[begin AVAILABLE DATA]
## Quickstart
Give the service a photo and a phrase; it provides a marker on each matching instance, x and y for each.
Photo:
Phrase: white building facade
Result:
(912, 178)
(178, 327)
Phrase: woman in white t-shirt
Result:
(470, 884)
[end AVAILABLE DATA]
[begin AVAILABLE DATA]
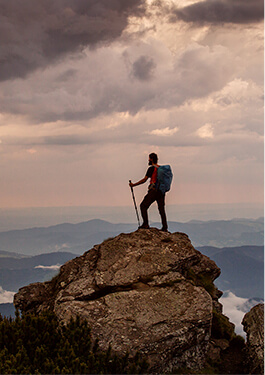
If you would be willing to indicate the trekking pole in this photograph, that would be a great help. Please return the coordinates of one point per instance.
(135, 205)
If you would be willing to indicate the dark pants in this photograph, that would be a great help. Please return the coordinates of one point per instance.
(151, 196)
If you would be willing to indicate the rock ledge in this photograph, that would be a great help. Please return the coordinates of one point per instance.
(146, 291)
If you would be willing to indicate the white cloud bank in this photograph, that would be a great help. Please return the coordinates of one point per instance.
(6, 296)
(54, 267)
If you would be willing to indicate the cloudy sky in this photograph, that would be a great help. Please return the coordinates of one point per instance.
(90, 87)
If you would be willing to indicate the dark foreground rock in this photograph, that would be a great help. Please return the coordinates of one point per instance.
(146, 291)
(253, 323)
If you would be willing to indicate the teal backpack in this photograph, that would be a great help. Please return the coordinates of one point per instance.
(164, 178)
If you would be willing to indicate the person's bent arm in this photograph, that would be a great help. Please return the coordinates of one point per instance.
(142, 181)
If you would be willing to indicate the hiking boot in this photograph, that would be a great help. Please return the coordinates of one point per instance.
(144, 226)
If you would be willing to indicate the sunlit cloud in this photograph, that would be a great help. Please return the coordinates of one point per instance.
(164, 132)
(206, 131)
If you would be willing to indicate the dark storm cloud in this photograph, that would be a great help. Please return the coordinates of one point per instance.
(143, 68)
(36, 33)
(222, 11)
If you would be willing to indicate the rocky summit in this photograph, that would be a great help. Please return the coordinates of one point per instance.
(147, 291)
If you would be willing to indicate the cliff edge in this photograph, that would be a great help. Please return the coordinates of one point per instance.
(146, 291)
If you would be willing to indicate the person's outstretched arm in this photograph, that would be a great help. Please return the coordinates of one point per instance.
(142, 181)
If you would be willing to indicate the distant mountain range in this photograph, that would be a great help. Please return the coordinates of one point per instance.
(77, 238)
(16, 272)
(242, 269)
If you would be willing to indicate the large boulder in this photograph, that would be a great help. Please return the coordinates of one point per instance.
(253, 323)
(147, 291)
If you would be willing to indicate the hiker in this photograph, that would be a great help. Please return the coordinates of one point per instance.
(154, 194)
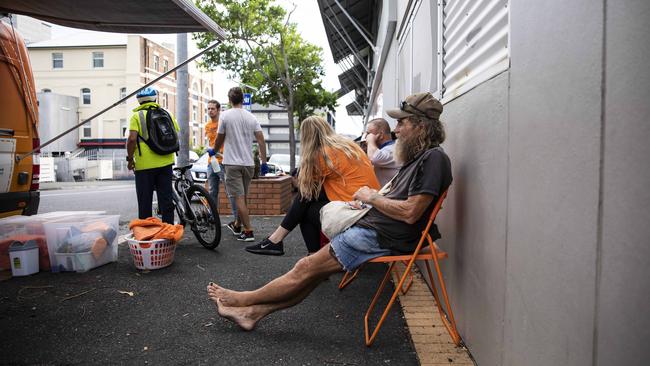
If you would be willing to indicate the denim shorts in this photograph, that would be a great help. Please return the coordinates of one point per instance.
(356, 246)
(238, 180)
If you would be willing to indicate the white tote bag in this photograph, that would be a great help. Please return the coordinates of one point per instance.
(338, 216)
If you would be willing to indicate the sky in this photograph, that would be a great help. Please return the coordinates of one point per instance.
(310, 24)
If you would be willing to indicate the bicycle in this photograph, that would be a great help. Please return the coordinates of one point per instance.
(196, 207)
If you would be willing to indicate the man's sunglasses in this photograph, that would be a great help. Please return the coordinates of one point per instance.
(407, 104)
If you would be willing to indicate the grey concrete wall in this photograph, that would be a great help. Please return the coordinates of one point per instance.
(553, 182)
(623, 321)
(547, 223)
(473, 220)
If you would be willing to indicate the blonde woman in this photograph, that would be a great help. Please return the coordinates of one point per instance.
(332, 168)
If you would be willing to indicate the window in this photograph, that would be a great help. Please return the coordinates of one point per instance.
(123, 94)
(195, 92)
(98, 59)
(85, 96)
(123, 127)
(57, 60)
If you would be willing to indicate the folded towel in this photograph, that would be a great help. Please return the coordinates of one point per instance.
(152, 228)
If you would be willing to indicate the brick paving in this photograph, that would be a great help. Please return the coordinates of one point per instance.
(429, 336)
[end AVAILABLE DATA]
EXERCISE DETAILS :: How many lines in the listing above contain the word "person"? Reply with the number alone.

SOLUTION TO THE EXERCISE :: 2